> _WORK TASK_
Every line that contains the word "outline" is to be copied from the listing.

────────────────

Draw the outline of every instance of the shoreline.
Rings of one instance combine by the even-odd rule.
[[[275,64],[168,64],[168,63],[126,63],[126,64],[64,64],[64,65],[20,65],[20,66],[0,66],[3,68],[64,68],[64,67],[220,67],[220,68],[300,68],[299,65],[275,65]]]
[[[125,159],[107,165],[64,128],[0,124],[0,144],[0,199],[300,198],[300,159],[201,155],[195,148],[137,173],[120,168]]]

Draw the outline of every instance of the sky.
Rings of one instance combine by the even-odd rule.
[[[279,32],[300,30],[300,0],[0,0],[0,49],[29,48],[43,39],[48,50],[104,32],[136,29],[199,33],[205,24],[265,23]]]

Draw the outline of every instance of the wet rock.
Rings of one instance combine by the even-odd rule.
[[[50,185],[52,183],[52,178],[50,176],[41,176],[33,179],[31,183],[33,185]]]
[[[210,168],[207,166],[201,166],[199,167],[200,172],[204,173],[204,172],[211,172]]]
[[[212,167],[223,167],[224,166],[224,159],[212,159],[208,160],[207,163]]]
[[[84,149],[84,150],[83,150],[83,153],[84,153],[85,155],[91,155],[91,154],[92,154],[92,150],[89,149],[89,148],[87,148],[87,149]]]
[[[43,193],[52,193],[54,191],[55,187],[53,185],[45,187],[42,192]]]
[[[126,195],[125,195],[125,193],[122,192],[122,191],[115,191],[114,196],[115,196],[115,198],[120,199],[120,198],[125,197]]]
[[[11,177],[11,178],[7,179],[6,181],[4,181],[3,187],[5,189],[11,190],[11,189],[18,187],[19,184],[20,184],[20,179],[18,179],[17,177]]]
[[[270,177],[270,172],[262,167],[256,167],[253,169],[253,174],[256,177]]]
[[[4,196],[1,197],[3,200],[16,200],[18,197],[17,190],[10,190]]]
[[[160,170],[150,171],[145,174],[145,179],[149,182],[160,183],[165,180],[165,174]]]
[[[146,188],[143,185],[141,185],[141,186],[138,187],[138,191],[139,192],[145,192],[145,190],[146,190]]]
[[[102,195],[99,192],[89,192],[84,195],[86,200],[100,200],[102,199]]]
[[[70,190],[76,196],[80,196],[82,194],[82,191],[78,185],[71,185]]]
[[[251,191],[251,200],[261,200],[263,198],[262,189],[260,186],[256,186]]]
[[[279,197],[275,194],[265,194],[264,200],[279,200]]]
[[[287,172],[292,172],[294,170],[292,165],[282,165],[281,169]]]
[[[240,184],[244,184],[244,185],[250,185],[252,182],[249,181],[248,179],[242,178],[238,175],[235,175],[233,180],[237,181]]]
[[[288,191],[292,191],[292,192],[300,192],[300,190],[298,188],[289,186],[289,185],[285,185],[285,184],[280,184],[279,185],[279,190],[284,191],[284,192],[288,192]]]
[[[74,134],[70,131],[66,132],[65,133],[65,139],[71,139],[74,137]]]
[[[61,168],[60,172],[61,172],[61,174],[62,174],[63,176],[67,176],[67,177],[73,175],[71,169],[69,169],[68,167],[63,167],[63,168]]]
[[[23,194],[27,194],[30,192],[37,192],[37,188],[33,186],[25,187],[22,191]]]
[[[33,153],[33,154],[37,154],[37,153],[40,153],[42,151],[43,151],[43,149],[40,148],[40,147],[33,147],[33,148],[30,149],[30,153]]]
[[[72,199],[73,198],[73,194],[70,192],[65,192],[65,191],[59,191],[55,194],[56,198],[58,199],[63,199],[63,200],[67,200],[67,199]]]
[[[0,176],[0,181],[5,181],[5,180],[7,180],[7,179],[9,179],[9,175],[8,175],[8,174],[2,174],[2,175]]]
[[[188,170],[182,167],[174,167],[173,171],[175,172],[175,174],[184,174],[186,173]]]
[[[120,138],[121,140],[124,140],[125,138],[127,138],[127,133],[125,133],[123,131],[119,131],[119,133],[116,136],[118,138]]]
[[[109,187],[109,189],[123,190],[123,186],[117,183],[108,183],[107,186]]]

────────────────

> _ANSWER_
Draw the outline of every instance of the shoreline.
Draw the outline of every instance of the sky.
Draw the outline of every instance of the wet rock.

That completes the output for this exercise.